## Start Data listing
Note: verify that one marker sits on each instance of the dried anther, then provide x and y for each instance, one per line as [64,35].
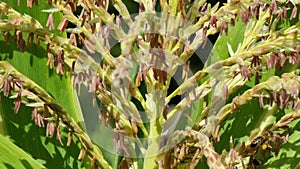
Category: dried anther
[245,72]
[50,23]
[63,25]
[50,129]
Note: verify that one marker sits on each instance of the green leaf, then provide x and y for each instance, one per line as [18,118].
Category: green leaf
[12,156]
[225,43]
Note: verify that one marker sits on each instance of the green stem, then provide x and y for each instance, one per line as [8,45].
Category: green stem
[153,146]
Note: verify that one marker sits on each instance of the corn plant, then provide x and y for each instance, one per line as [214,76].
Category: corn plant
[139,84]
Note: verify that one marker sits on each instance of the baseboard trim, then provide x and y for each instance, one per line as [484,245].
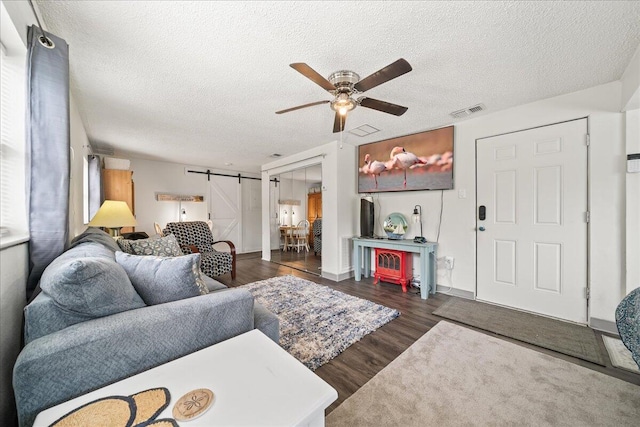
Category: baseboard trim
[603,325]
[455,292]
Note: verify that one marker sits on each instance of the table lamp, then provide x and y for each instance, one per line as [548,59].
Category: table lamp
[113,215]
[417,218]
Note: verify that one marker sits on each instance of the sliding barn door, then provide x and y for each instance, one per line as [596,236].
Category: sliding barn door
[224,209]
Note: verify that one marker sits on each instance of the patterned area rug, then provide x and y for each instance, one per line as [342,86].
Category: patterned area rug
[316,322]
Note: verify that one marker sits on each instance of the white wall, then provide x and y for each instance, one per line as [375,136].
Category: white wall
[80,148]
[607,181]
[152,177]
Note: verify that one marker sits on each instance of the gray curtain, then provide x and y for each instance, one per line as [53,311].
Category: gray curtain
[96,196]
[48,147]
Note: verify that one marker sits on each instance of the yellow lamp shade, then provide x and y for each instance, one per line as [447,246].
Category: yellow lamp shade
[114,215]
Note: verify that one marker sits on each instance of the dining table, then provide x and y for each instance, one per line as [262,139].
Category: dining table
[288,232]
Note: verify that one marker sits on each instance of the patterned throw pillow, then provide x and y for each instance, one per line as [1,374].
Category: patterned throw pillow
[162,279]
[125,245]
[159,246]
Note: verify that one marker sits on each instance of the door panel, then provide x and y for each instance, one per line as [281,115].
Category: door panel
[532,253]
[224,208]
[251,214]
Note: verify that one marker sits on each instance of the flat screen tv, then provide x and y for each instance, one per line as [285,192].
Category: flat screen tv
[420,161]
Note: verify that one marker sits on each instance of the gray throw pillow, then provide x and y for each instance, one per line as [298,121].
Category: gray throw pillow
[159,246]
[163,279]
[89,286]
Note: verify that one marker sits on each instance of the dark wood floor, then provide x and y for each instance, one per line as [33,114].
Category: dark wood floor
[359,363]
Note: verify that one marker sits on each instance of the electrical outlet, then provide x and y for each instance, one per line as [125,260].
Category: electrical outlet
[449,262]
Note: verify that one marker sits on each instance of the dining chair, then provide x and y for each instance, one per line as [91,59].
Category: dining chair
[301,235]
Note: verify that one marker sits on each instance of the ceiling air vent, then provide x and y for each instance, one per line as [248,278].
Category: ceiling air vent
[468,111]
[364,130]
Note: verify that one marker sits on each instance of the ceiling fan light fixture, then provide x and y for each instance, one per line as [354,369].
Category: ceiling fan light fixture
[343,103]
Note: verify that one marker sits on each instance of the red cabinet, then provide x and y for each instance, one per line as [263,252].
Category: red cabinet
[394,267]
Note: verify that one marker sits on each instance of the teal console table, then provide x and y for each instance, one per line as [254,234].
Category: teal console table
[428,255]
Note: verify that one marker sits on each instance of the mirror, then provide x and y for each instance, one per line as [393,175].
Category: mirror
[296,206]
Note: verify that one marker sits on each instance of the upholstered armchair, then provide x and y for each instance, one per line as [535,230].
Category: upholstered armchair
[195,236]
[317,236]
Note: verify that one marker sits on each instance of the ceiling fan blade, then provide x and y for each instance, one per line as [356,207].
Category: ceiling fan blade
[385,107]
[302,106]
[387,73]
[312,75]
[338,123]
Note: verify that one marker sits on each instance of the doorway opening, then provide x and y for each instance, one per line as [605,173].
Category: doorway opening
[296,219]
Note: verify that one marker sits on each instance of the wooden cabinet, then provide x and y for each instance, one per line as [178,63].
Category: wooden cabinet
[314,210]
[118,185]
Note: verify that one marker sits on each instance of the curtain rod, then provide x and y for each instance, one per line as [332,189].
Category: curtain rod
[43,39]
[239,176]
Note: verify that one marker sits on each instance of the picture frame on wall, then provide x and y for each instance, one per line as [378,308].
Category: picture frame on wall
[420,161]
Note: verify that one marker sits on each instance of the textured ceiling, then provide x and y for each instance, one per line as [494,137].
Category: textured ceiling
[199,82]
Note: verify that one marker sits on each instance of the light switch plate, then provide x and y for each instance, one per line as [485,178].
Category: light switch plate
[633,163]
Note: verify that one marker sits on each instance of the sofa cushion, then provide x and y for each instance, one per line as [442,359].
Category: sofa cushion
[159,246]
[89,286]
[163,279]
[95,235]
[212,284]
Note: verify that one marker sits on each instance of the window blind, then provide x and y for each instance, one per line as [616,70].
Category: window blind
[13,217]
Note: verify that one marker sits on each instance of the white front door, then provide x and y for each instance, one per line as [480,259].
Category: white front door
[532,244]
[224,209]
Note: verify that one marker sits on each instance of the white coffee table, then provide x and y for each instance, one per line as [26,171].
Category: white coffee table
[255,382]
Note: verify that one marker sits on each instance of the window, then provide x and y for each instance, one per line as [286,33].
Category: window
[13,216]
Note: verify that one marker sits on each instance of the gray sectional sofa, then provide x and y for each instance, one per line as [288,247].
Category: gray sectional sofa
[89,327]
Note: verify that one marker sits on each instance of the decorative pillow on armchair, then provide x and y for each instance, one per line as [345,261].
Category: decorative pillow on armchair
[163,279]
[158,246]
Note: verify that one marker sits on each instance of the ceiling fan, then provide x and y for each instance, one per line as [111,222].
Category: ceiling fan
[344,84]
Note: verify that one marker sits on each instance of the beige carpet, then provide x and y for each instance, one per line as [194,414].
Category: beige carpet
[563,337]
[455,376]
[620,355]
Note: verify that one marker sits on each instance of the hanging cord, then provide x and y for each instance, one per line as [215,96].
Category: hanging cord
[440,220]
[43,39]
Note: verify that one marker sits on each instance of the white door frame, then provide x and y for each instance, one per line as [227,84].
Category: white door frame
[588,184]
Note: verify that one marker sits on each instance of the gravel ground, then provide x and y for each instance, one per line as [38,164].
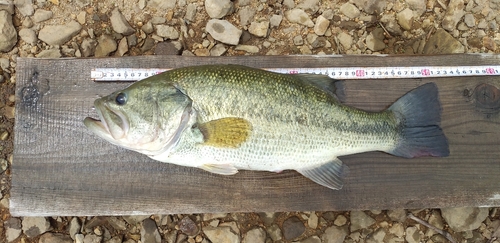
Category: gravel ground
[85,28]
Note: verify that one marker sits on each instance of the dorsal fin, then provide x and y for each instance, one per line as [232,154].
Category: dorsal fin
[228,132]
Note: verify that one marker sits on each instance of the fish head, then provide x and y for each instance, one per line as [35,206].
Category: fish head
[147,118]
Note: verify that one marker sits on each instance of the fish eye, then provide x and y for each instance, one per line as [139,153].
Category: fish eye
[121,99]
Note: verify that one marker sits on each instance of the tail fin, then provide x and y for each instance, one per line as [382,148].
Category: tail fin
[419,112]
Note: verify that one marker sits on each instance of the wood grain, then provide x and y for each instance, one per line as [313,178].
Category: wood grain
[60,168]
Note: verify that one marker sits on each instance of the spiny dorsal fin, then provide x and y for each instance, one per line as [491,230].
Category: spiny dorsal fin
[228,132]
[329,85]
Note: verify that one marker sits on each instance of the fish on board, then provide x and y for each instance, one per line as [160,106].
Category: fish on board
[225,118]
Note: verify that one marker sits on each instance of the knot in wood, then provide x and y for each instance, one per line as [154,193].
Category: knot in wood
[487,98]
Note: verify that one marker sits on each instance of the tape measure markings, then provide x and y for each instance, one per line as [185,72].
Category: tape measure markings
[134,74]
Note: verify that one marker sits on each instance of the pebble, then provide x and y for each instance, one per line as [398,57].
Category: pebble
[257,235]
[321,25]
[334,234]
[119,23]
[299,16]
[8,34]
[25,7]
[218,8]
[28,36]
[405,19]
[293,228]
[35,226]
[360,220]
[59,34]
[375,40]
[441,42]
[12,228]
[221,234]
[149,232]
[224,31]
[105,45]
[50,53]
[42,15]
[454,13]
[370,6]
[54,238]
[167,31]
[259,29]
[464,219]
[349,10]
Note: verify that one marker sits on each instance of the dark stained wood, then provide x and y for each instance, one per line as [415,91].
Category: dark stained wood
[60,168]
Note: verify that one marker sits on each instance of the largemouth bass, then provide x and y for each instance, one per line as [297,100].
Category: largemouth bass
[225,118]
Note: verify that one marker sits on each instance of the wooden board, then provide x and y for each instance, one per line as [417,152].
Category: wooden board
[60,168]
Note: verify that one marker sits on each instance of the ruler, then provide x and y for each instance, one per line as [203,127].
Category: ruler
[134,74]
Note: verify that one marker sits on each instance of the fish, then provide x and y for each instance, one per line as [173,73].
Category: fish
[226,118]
## End Data listing
## Start Data listing
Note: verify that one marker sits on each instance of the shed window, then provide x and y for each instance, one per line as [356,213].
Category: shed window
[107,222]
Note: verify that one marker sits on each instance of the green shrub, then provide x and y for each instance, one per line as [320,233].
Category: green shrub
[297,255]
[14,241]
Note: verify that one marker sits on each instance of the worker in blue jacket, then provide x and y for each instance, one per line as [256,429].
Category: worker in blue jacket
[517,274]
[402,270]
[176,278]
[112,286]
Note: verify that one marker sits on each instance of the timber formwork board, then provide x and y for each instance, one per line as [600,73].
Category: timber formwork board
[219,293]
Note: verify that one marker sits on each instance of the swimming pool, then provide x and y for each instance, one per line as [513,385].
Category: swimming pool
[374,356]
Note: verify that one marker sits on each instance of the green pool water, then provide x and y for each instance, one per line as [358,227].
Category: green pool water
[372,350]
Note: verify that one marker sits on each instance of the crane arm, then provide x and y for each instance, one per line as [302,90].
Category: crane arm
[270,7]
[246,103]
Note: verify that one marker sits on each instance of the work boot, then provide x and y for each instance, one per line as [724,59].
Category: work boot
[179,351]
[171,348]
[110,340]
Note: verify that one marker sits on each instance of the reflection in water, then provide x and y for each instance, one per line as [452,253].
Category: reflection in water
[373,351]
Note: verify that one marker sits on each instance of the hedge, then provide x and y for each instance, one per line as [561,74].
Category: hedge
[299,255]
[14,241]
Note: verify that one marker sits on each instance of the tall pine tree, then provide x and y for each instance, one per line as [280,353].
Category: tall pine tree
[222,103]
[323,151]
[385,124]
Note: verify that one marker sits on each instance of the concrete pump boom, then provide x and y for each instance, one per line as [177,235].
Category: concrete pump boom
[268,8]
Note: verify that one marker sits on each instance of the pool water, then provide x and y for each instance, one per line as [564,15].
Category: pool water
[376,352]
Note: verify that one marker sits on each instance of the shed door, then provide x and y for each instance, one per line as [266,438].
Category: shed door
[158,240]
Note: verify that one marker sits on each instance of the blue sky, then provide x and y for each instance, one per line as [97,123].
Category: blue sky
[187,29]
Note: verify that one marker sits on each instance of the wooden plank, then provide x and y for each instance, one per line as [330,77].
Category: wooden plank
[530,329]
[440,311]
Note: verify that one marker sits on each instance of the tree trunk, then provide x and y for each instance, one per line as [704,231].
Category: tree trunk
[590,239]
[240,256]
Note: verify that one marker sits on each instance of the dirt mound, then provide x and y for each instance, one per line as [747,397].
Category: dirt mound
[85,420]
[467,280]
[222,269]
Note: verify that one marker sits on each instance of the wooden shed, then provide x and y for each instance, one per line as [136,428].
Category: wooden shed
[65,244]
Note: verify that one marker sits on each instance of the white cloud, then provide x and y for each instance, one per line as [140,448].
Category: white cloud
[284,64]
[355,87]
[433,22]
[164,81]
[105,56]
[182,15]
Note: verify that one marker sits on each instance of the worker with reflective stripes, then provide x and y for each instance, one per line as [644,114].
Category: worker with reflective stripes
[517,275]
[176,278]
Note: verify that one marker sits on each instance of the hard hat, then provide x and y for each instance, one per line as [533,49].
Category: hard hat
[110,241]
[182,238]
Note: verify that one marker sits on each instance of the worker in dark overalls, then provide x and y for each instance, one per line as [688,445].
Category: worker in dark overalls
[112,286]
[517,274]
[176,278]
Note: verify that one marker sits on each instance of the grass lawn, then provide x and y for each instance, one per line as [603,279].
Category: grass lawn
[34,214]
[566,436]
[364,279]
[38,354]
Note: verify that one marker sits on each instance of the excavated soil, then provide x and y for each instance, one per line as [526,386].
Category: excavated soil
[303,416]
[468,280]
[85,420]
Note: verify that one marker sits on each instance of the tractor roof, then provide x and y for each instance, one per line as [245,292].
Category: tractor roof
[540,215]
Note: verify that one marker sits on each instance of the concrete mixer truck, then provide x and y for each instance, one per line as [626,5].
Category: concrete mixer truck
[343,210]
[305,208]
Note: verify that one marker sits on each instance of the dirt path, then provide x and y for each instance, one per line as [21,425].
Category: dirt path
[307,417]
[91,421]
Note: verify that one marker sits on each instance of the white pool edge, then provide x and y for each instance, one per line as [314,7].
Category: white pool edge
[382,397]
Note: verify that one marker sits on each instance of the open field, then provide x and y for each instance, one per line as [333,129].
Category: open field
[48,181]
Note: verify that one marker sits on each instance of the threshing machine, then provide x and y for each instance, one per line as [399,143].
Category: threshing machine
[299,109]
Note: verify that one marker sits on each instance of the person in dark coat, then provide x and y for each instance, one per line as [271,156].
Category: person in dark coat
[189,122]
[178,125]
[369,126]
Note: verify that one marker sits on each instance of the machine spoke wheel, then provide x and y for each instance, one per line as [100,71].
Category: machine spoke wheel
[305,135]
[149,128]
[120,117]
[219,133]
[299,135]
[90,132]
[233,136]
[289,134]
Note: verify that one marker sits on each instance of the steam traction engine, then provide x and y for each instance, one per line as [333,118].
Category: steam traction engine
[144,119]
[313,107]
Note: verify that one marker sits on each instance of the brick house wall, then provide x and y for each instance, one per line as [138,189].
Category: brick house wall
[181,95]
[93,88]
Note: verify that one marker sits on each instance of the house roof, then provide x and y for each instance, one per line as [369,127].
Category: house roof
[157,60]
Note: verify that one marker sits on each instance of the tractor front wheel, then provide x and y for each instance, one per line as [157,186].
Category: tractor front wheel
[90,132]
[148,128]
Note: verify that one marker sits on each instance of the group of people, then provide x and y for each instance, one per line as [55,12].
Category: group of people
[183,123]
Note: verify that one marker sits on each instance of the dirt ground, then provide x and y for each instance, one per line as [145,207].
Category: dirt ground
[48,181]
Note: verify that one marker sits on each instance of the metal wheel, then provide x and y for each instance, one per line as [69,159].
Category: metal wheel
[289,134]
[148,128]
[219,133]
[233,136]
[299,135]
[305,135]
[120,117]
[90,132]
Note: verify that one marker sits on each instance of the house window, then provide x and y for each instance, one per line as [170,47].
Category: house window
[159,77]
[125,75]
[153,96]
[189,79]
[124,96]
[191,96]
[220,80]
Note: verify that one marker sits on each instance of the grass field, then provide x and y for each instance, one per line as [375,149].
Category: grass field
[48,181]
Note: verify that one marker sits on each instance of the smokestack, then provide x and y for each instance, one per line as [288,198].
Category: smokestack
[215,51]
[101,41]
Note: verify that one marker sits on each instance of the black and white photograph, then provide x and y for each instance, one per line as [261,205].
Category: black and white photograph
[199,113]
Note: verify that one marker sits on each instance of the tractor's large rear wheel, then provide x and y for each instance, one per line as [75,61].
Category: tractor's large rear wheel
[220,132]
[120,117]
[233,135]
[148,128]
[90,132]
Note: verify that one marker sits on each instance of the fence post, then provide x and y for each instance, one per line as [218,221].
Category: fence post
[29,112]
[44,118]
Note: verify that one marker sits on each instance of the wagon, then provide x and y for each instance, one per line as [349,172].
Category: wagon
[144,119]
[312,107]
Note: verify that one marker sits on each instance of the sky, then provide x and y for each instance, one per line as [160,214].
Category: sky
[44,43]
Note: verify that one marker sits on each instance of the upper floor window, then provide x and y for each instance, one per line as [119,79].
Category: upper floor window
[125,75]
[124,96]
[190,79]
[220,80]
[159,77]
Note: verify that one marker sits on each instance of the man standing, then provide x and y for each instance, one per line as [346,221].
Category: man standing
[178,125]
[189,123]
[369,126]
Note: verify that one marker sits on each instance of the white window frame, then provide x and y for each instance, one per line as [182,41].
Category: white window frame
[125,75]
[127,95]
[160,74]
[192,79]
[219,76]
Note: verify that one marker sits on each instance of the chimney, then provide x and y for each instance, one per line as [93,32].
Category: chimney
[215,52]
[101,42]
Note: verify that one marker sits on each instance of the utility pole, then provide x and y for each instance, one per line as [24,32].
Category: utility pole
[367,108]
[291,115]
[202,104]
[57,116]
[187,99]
## End Data listing
## Start Data listing
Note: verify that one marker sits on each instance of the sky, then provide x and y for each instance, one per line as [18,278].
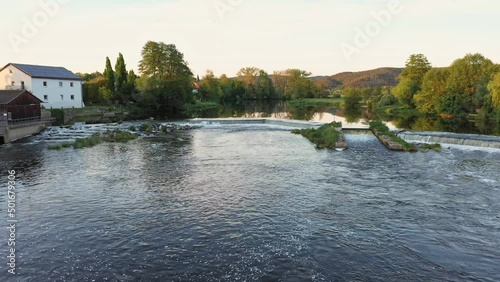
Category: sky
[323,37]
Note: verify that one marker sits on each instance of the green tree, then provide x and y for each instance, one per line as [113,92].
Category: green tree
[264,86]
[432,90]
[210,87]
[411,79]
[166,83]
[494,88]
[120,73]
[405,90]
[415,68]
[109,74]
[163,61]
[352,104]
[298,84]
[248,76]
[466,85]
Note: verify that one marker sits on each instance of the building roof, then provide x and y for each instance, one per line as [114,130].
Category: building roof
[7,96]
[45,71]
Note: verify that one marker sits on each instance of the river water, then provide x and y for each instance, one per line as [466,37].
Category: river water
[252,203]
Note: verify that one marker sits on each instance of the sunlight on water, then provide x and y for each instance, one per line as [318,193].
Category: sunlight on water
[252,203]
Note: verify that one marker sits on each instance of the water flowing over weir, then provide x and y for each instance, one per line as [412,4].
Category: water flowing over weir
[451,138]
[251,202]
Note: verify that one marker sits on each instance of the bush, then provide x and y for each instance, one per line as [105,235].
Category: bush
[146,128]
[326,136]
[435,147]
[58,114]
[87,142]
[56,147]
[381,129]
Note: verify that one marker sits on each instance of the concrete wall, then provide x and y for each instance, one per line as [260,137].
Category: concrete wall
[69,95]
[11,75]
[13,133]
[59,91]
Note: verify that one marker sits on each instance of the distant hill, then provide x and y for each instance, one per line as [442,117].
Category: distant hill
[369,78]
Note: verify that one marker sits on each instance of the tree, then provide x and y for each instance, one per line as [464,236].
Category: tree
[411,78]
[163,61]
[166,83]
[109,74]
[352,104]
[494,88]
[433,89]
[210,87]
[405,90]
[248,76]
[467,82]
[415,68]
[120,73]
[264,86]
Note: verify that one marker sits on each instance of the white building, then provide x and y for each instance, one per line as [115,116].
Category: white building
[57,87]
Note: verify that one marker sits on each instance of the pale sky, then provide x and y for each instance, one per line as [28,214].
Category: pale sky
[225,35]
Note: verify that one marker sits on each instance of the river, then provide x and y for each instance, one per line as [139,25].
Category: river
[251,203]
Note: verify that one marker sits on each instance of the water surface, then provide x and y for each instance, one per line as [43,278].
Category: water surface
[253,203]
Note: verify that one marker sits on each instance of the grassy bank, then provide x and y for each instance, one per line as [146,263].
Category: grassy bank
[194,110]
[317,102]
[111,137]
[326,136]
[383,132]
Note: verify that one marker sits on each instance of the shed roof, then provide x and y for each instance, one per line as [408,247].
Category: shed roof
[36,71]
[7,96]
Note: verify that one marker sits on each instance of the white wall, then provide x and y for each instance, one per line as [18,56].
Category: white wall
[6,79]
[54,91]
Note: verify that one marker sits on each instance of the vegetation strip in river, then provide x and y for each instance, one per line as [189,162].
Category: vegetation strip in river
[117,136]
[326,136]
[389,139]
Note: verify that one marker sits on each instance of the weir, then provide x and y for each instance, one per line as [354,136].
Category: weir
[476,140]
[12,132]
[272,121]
## End Data listing
## Exercise goal
From the records above, pull out every line that contains the word "baseboard".

## Result of the exercise
Note: verify that one marker sits on each instance of the baseboard trim, then provide x and y for each instance, one per line as [484,245].
Category: baseboard trim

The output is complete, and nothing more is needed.